Source excerpt:
______

LoL: UMAP and K-Means to Classify Characters — and why it’s useful

GitHub for the following article can be found here

As of today (October 2020) there are 151 “Champions” (playable characters) in the online game, League of Legends, each offering a unique and individual play-style that has made it the single most popular e-sports in the world. Although the variety provides for an engaging competitive environment, it creates complexity for both new players and analysts alike. If every Champion is unique, how is a new player expected to understand the intricacies of every match-up or an analyst meant to summarise the performance of a player?

In April 2016 Riot (the company behind the game) attempted to help this issue by introducing “Champion Classes”. This consisted of 12 sub-classes that fit into 6 classes. These were hand-crafted by the development team at Riot and provided a good starting point for new players to become accustomed to the game. You’re loading into one of your first few games and see a character called “Thresh”, a quick check would indicate his class is a “Catcher” and so is another character: “Blitzcrank”, who you’ve played against before. Although you miss some finer points, you understand the general idea is to avoid being caught by them.

______

Recorded data:
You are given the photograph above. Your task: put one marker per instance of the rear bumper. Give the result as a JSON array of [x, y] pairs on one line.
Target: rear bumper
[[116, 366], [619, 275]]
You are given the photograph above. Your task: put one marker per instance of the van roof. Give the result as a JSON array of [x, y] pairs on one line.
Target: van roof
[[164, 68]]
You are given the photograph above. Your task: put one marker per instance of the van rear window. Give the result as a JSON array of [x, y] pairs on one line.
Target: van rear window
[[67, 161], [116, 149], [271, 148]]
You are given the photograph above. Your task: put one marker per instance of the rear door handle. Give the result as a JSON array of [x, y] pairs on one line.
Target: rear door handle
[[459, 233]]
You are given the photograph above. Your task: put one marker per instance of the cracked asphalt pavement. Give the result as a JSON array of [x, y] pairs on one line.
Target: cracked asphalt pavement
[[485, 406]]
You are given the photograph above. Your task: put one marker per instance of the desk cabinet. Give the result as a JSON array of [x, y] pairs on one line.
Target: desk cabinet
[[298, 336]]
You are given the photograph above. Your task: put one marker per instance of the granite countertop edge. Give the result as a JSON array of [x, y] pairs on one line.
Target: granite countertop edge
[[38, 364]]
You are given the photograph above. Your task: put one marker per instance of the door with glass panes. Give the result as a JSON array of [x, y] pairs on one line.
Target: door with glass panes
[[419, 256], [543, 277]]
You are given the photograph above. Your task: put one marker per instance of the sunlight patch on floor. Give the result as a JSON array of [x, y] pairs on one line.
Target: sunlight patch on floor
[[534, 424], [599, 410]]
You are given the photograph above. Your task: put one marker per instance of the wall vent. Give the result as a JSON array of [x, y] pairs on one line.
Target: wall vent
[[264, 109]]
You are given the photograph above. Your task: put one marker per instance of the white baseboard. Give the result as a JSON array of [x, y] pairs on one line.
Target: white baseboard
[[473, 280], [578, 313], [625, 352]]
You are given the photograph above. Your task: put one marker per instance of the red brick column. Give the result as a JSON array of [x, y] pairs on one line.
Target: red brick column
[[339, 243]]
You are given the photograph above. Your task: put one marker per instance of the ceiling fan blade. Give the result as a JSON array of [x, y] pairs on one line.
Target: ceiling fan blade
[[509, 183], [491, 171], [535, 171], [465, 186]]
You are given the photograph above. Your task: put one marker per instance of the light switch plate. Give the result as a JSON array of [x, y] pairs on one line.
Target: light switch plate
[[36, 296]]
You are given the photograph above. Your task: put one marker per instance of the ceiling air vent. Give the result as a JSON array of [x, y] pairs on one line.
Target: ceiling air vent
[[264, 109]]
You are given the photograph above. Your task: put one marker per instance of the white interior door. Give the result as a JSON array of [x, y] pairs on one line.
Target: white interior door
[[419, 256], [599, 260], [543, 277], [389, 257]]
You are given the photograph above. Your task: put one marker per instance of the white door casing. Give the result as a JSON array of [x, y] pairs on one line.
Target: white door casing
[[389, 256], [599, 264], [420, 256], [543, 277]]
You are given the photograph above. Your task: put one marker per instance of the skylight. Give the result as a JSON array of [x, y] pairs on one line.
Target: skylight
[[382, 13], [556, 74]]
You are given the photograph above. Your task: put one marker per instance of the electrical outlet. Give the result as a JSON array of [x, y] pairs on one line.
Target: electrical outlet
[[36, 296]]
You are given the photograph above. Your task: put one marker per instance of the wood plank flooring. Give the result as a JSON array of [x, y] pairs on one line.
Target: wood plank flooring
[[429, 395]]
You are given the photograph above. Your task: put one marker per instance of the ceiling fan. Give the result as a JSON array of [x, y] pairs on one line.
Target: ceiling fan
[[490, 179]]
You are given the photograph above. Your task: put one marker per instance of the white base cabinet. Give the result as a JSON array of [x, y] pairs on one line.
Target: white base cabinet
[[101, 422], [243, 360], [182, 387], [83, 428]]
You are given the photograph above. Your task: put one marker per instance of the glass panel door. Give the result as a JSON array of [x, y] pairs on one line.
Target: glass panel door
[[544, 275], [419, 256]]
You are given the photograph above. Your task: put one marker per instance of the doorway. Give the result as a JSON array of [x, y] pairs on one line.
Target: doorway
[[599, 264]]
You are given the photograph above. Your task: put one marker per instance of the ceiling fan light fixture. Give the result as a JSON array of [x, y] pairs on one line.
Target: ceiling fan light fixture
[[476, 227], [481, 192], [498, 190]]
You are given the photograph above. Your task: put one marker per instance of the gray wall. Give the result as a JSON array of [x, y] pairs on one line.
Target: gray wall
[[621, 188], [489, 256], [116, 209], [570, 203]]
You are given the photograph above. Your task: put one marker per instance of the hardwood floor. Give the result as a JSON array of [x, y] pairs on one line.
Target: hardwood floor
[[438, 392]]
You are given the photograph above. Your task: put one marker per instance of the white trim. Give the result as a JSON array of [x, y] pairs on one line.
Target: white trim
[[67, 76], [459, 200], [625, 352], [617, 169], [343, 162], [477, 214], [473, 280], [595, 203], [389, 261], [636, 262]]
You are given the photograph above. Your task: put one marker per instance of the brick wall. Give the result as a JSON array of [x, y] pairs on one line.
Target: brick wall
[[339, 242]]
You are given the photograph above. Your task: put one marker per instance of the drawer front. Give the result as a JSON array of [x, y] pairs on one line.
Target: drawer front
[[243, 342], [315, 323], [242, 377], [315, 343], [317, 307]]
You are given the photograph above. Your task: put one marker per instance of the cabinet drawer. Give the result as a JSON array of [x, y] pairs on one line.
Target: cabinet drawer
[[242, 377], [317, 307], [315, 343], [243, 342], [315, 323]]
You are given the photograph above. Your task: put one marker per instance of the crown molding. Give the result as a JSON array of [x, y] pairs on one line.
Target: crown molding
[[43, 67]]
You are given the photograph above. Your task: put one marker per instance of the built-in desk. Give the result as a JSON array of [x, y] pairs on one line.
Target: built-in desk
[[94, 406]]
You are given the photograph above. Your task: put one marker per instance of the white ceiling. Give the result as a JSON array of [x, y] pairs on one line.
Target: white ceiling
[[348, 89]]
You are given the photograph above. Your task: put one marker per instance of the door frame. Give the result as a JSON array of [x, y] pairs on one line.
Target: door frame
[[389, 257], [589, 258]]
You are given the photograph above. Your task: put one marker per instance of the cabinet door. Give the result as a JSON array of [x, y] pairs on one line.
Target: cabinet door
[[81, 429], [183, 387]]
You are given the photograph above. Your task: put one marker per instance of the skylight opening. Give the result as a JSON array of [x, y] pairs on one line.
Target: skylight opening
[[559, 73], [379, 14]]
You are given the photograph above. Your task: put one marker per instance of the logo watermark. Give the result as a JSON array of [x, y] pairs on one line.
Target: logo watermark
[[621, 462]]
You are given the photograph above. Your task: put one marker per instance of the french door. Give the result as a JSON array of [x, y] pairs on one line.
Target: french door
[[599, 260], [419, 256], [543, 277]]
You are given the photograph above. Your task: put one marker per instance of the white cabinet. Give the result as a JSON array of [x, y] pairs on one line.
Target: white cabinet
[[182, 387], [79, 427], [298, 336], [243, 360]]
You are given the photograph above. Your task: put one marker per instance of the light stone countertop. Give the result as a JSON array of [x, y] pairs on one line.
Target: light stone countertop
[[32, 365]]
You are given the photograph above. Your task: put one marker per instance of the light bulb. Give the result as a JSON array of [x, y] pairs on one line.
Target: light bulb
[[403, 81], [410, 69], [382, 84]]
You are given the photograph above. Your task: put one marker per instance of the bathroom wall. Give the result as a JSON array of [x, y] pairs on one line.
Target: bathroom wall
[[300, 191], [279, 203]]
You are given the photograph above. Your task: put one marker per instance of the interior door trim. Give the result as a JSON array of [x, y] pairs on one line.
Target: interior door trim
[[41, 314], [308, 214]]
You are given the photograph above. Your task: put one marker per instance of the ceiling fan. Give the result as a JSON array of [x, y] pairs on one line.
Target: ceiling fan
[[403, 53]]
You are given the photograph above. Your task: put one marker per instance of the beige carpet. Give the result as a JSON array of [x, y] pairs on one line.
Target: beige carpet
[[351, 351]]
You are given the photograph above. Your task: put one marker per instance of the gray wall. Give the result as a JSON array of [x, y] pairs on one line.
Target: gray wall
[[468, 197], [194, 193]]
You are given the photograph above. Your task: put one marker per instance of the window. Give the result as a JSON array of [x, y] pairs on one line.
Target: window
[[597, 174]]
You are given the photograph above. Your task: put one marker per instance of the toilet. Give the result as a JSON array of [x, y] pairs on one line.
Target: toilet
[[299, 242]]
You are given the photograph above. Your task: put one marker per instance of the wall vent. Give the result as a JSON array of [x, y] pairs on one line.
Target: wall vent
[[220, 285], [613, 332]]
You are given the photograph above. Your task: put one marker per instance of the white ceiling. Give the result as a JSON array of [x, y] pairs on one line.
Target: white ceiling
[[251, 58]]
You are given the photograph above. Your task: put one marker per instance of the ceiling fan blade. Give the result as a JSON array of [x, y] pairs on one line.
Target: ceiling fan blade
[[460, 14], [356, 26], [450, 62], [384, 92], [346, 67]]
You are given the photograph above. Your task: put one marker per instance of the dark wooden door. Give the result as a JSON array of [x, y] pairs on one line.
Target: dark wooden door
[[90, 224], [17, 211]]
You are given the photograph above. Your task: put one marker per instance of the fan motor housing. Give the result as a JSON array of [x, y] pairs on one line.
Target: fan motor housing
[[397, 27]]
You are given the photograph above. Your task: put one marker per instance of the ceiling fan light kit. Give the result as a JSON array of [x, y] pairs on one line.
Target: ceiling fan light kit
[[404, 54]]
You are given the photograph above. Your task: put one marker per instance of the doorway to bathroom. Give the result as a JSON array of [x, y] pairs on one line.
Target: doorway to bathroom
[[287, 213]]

______

Problems:
A. Write out the passage of the League of Legends article from "As of today" to "of a player?".
B. According to the League of Legends article, when did Riot introduce "Champion Classes"?
C. Carry on the article about classifying League of Legends characters from the point where it stops.

Responses in order:
A.
As of today (October 2020) there are 151 “Champions” (playable characters) in the online game, League of Legends, each offering a unique and individual play-style that has made it the single most popular e-sports in the world. Although the variety provides for an engaging competitive environment, it creates complexity for both new players and analysts alike. If every Champion is unique, how is a new player expected to understand the intricacies of every match-up or an analyst meant to summarise the performance of a player?

B. April 2016

C.
Updated Class List

However, these Classes quickly fell by the wayside and it is rare to find them mentioned in any content nowadays. This prompted me to answer a question: how would AI class each Champion? Would this agree with Riots interpretation, and if so what else can we learn about them? To do so, we will split the approach into four stages.

  1. Data gathering, cleaning and feature creation.
  2. Reduce the dimensionality of the data by extracting key signals.
  3. Use a clustering algorithm to split the Champions into classes.
  4. Analyse the Classes to determine trends & themes.

Pre-Note on Game Context (ignore if you’re familiar with the game):

If you are not familiar with League of Legends you will miss some context. If you’d like to become more familiar then you can read this introduction to the game. Otherwise, as a very minimum it will help to know it’s a 5v5 game where each team has a player in one of these roles: Top Laner, Middle Laner, Jungler, ADC, Support.

If you wish to apply a business spin to the article then translating “Champions” into “Customers” and data such as “Kills” and “Deaths” to “Purchases” and “Website Bounces” may help. You can jump to the bottom of the article to get some examples of it used in “the Real World”.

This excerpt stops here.